Task brief:
Please print the entries below exactly, from the line with "wood plank ceiling | locate" through the line with "wooden privacy fence | locate", including both of those lines and leaving out all others.

>>>

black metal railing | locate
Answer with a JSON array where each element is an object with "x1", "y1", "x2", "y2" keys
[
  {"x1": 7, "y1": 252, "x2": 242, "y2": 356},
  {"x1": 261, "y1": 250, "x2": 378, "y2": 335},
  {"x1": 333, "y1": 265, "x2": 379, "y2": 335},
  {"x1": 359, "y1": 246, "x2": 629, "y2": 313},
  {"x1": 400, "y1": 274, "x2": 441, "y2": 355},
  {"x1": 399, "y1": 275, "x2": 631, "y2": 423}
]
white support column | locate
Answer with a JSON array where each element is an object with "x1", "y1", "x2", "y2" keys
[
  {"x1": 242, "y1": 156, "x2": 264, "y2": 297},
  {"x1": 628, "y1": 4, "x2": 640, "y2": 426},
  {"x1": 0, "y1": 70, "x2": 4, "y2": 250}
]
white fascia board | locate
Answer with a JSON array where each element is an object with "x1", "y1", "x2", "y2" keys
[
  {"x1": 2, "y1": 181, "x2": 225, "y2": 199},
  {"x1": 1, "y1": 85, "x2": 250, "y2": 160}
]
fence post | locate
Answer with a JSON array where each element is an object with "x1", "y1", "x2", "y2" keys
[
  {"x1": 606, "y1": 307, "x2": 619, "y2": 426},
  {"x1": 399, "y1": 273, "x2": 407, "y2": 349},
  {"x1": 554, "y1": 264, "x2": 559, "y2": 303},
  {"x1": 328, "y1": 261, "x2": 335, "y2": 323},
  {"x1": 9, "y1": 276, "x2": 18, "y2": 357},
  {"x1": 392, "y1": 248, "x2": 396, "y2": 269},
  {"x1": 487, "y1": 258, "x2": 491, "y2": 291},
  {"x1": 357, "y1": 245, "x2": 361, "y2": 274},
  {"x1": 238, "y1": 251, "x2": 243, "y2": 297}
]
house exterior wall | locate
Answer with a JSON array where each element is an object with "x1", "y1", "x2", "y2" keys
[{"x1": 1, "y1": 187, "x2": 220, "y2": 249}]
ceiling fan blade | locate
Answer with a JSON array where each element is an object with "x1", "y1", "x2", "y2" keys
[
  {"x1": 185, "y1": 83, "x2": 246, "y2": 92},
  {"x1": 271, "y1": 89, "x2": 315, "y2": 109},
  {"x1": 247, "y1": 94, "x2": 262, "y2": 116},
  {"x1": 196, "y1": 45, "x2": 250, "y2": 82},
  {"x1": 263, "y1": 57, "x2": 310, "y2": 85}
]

<<<
>>>

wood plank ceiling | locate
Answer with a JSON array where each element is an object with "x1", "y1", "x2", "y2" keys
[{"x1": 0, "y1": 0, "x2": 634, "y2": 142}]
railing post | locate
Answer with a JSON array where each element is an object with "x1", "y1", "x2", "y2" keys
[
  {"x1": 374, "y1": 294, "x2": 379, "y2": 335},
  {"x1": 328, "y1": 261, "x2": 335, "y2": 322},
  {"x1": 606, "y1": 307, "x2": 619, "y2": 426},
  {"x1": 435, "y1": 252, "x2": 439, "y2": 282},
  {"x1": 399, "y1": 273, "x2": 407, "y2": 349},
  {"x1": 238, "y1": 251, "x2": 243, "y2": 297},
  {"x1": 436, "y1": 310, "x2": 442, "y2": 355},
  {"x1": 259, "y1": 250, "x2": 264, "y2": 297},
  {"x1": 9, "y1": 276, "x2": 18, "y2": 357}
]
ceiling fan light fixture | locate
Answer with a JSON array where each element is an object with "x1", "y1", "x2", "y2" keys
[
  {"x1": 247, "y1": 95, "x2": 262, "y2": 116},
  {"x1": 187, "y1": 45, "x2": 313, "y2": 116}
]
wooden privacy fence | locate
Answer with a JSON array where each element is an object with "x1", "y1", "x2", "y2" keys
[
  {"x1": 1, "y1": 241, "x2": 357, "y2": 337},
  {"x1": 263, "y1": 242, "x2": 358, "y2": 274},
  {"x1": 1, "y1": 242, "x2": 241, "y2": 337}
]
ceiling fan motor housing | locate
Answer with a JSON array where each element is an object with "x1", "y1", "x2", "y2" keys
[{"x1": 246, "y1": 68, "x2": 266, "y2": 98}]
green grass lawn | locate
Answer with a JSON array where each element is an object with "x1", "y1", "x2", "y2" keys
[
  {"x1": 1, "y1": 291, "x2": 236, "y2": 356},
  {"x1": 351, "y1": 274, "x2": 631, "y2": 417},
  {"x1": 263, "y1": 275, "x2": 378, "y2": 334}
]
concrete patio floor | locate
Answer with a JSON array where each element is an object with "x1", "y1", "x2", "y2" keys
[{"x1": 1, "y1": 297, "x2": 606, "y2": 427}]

<<<

Finished exercise:
wood plank ceiling | locate
Answer with a JSON array where each element is an object with "x1", "y1", "x2", "y2" keys
[{"x1": 0, "y1": 0, "x2": 634, "y2": 142}]
railing post | locate
Answer with a JSON array where each element is an object with "x1", "y1", "x2", "y2" keys
[
  {"x1": 374, "y1": 294, "x2": 379, "y2": 335},
  {"x1": 328, "y1": 261, "x2": 335, "y2": 322},
  {"x1": 606, "y1": 307, "x2": 619, "y2": 426},
  {"x1": 435, "y1": 252, "x2": 439, "y2": 282},
  {"x1": 399, "y1": 273, "x2": 407, "y2": 349},
  {"x1": 238, "y1": 251, "x2": 243, "y2": 297},
  {"x1": 436, "y1": 310, "x2": 442, "y2": 355},
  {"x1": 259, "y1": 250, "x2": 264, "y2": 297},
  {"x1": 9, "y1": 276, "x2": 18, "y2": 357}
]
ceiling fan light fixture | locate
Answer with a JSON array where each element is an object with "x1", "y1", "x2", "y2" keys
[
  {"x1": 247, "y1": 95, "x2": 262, "y2": 116},
  {"x1": 187, "y1": 45, "x2": 313, "y2": 116}
]
wooden privacy fence | locate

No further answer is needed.